### TRECHO SELECIONADO:
━━━━━━━━━━━━━━━━
O que estaria por trás da “intromissão” dos EUA na compra dos caças suecos?

Recentemente, após a repercussão do pedido do Departamento de Justiça dos Estados Unidos por informações à empresa sueca Saab sobre a venda de 36 caças Gripen ao Brasil, o presidente Lula denunciou que a ação do governo americano era uma “intromissão” nos assuntos do Brasil e da Suécia.

Em geral, tem-se enfatizado que esse pedido se deve a um inconformismo de Washington porque a Boeing perdeu a concorrência para a Saab na licitação, em 2014 – embora o negócio com os suecos fosse mais favorável ao Brasil, que garantia a transferência de tecnologia, ao contrário dos americanos.

Pode-se aprofundar, contudo, o olhar sobre essa “intromissão” dos EUA por toda a indústria aeronáutica brasileira. Não se trata apenas da busca pelo contrato da venda de alguns caças. A Embraer (que quase foi entregue à Boeing há alguns anos) é dependente dos componentes para a fabricação de caças. Mesmo se tentar fabricar por conta própria, precisaria adquirir o motor dos EUA e o assento ejetável do Reino Unido, porque ela não tem tecnologia para produzi-los.
━━━━━━━━━━━━━━━━
### MATERIAL DE ENTRADA:

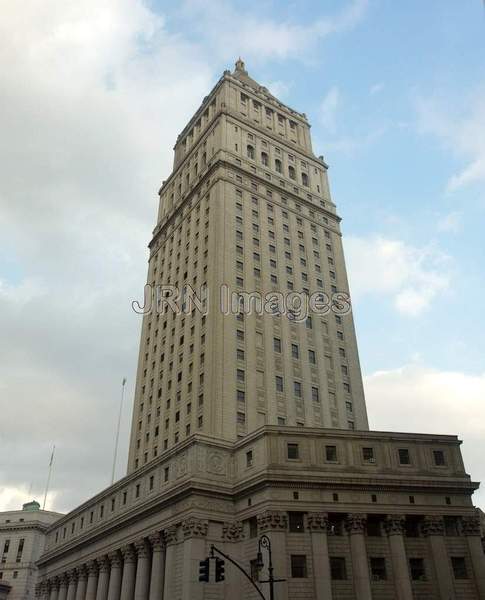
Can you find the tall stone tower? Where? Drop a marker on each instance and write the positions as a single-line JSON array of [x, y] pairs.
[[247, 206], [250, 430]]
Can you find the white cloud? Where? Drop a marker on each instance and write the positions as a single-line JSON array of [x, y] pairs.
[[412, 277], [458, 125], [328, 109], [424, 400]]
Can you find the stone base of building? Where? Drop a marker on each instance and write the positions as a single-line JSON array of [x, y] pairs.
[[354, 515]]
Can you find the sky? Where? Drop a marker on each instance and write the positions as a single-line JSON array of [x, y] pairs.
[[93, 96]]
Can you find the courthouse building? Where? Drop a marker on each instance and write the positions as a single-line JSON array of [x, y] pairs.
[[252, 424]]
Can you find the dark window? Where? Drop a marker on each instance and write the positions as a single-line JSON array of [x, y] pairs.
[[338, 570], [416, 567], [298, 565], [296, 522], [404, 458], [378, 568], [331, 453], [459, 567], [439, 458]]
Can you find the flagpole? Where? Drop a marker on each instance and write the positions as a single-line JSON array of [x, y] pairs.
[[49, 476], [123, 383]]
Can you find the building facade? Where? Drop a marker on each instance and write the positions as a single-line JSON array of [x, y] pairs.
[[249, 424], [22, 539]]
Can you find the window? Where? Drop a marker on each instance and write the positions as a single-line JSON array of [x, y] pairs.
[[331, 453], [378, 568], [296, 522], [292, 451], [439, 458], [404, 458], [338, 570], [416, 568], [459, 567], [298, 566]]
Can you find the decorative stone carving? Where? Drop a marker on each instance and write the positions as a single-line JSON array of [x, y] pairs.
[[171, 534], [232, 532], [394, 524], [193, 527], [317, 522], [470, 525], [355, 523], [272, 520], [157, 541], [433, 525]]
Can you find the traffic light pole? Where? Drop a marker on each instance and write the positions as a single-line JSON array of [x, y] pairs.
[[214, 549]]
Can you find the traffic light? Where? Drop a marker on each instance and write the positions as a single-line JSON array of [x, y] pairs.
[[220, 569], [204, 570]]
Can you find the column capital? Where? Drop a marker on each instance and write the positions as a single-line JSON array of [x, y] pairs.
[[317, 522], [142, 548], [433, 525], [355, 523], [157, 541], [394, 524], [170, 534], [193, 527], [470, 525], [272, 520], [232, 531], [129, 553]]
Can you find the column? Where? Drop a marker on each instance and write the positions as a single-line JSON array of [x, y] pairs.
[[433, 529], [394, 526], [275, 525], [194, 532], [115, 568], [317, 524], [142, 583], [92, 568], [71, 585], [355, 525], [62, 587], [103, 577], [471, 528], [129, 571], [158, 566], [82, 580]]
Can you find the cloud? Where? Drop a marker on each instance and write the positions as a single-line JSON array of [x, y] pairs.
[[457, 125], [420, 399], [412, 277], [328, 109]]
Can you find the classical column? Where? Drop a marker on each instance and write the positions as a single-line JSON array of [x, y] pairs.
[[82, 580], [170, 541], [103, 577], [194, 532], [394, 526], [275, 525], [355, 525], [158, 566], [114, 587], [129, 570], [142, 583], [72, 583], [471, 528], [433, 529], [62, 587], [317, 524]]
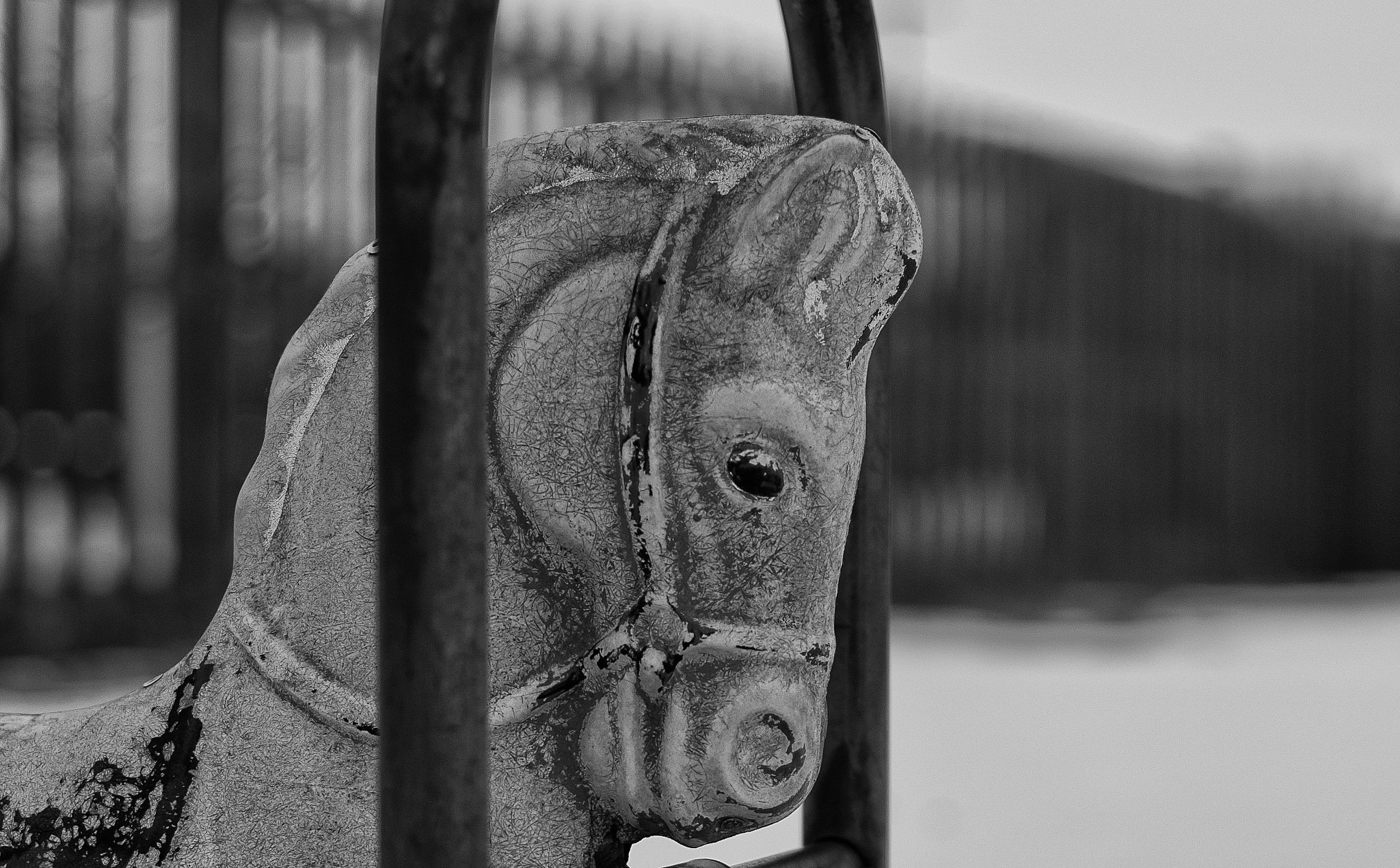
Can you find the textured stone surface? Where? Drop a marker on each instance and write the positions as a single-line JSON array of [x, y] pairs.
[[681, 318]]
━━━━━━━━━━━━━━━━
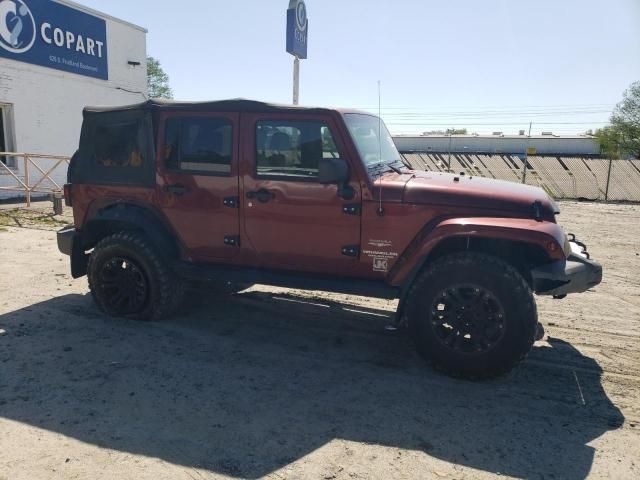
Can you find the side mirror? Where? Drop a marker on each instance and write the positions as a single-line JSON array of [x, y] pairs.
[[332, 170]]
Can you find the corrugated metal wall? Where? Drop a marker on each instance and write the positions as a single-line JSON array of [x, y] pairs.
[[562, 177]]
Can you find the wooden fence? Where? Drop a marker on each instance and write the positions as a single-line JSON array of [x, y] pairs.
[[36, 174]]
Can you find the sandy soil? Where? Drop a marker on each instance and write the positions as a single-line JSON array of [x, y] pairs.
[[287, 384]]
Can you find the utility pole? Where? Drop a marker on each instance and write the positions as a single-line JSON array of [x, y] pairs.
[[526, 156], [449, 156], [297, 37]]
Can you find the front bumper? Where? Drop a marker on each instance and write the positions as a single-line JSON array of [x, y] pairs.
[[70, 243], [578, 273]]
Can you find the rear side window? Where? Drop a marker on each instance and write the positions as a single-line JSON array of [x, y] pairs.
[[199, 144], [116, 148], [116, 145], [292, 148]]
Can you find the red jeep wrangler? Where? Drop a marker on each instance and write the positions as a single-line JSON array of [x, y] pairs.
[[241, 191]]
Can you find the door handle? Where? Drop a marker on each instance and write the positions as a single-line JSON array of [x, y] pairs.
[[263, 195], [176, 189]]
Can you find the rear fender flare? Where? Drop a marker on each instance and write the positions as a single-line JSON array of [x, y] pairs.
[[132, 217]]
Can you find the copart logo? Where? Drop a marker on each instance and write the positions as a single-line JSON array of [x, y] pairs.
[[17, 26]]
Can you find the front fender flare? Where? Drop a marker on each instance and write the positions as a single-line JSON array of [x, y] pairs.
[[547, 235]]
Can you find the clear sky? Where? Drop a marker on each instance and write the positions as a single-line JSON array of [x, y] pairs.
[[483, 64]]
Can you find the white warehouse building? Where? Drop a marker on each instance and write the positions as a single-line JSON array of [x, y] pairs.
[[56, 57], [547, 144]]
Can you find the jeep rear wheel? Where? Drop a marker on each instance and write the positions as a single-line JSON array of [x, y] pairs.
━━━━━━━━━━━━━━━━
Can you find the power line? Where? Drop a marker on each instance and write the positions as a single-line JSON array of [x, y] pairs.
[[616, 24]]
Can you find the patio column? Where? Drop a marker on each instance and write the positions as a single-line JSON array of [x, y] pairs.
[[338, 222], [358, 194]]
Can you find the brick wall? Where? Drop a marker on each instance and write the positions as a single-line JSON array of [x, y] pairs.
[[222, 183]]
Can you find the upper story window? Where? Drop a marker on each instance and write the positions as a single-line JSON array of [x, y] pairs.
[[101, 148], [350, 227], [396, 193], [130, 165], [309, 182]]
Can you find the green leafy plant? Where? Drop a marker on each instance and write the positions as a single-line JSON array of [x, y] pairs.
━━━━━━━━━━━━━━━━
### REQUISITOS DA TAREFA:
1/ Quais linhas contêm a palavra "white"? Selecione e copie cada uma delas, diferenciando maiúsculas de minúsculas.
2/ Prossiga com o texto sobre a compra dos caças Gripen, começando logo depois da última frase apresentada.

### RESPOSTAS POR TAREFA:
1/
Can you find the white cloud? Where? Drop a marker on each instance and write the positions as a single-line JSON array of [x, y] pairs.
Can you find the white warehouse building? Where? Drop a marker on each instance and write the positions as a single-line JSON array of [x, y] pairs.

2/
Como o Gripen tem componentes de fabricação americana, e os Estados Unidos não transferem tecnologia para o Brasil, eles poderiam controlar o que nós podemos ou não comprar. Esse é apenas um dos milhares de artifícios que uma potência imperialista tem à sua disposição para impedir qualquer mínima tentativa de desenvolvimento econômico, industrial, científico, tecnológico e militar de um país como o Brasil. Além disso, como a Suécia agora é membro da OTAN – e a OTAN é um instrumento dos EUA –, ela fica refém dos americanos neste imbróglio montado por eles.

Se o Departamento de Justiça dos EUA prosseguir com as “investigações” sobre a compra do Gripen, provavelmente terá sucesso em anulá-la, pois tanto o vendedor quanto o comprador tem a arma apontada para a sua cabeça. Dos 36 caças contratados, apenas oito já chegaram ao país.

Polícia do mundo, os EUA se colocam na posição de investigar (e julgar) as negociações bilaterais de quaisquer países a partir do seu Foreign Corrupt Practices Act (FCPA). Como informou Arthur Banzatto em sua tese de doutorado pela UFSC, citada pela Carta Capital, o Brasil é o segundo país do mundo que mais sofre ações do FCPA (24 ações contra o Brasil), atrás apenas da China (43).

A China, como é amplamente sabido, está envolvida em uma guerra comercial com os EUA há anos e é considerada a grande inimiga do país pelos responsáveis pela condução da política americana. Portanto, o que esse número de ações contra o Brasil poderia significar?

Que nós também somos considerados um inimigo dos Estados Unidos. E um inimigo que precisa ser neutralizado.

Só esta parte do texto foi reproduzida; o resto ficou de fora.